:: TASK INSTRUCTIONS ::
Could you copy every item below word for word?

:: GIVEN RECORDS ::
▼▼▼
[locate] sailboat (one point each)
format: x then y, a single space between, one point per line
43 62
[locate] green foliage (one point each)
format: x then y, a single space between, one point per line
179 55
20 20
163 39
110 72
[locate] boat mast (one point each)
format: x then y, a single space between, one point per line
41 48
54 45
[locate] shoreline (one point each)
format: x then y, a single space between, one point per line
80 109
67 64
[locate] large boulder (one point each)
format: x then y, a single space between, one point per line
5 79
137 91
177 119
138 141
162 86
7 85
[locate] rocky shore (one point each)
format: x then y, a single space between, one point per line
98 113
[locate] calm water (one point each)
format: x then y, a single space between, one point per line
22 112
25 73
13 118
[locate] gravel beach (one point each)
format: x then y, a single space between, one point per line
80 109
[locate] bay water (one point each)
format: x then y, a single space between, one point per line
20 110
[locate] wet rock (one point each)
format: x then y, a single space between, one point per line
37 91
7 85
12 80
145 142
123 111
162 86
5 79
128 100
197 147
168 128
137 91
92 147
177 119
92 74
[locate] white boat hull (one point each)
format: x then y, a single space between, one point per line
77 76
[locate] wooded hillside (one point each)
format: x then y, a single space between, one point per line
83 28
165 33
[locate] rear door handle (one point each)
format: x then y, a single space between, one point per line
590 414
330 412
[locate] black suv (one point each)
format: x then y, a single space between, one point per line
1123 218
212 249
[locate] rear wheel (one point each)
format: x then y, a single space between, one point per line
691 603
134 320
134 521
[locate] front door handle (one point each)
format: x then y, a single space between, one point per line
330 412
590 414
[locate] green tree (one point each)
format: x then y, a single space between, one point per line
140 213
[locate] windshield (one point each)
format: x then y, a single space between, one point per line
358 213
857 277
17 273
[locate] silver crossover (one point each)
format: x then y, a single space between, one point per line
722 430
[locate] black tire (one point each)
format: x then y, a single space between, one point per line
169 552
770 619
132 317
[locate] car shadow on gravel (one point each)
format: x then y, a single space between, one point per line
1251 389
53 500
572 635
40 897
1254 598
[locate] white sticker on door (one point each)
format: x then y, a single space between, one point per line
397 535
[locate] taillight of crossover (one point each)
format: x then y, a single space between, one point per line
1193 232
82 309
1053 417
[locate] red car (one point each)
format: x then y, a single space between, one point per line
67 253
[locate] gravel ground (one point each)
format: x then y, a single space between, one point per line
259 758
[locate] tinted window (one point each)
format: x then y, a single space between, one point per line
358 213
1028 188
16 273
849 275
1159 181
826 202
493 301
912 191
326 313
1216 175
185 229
▲▲▲
:: RESPONSE ::
[locate] sailboat (one point each)
format: x then y, a single space between, one point per line
43 62
[locate] green foliage (one point each)
format: x then y, a single space between, one point per line
179 55
20 20
163 39
110 72
[locate] boat mast (one point each)
format: x then y, a single space between, one point per line
41 48
54 45
[locate] shoreline (one point each)
format: x then y, a single space between, one point per line
80 109
67 64
[locate] large boulder (one point each)
format: x then y, a single space between, one point per line
5 79
137 91
177 119
138 141
162 86
7 85
[locate] rocky shore (one point each)
format: x then y, a single space between, one point per line
98 113
[locate] calm water (one point each)
format: x then y, a single space between, one point per line
22 112
25 73
13 118
[locate] gravel beach (one point each)
format: x then y, a single space between, one point per line
80 109
[locate] bay water (one point each)
format: x then y, a single space between, one point per line
20 110
[locate] wet rock (one point each)
format: x then y, a single space between, one point per line
37 91
7 85
12 80
145 142
123 111
162 86
5 79
128 100
197 147
168 128
137 91
92 147
177 119
92 74
[locate] white boat hull (one point each)
format: x then y, a single space between, one point per line
77 76
[locate] wooded hillside (one point each)
format: x then y, a single space between, one point per line
83 28
165 33
[locate] rear door handle (one point each)
format: x then y, a single space between, one point per line
590 414
330 412
[locate] black suv (one point each)
format: x then y, a single space between, one point per line
1123 218
212 249
[locate] rear wheel (one point each)
format: x then y, a single space between, one point per line
691 603
134 320
134 521
[locate] front door handle (one point each)
format: x then y, a single space between, one point per line
330 412
590 414
[locate] green tree (one point each)
format: x then y, a single space between, one point per line
140 213
[locate] windshield (one point each)
format: x then y, a single space between, one point per line
358 213
857 277
17 273
[locate] silver crossover (one point each)
format: x then y, a single space between, one point per line
722 430
[locate] black tire (one point each)
format: x then y, a single space between, one point per line
169 552
770 619
132 317
[locate] car shadow on gravel (one point each)
format: x then y, a single space between, one point per line
1251 389
53 500
572 635
40 897
1254 598
[locate] white sticker on door (one point each)
format: x then y, a single space between, one point per line
397 535
[locate] taillight of crossover (one point each)
format: x then y, a single space between, one point per line
1193 232
82 309
1053 417
[locate] red car (one point each)
format: x then y, a single space between, one point per line
67 253
[locate] gravel ground (one point each)
format: x then y, a single space between, one point per line
259 758
[locate] tinted window (one point each)
format: x then y, a single space between, one point per line
358 213
1028 188
16 273
849 275
1159 181
826 202
493 301
912 191
326 313
1216 175
185 229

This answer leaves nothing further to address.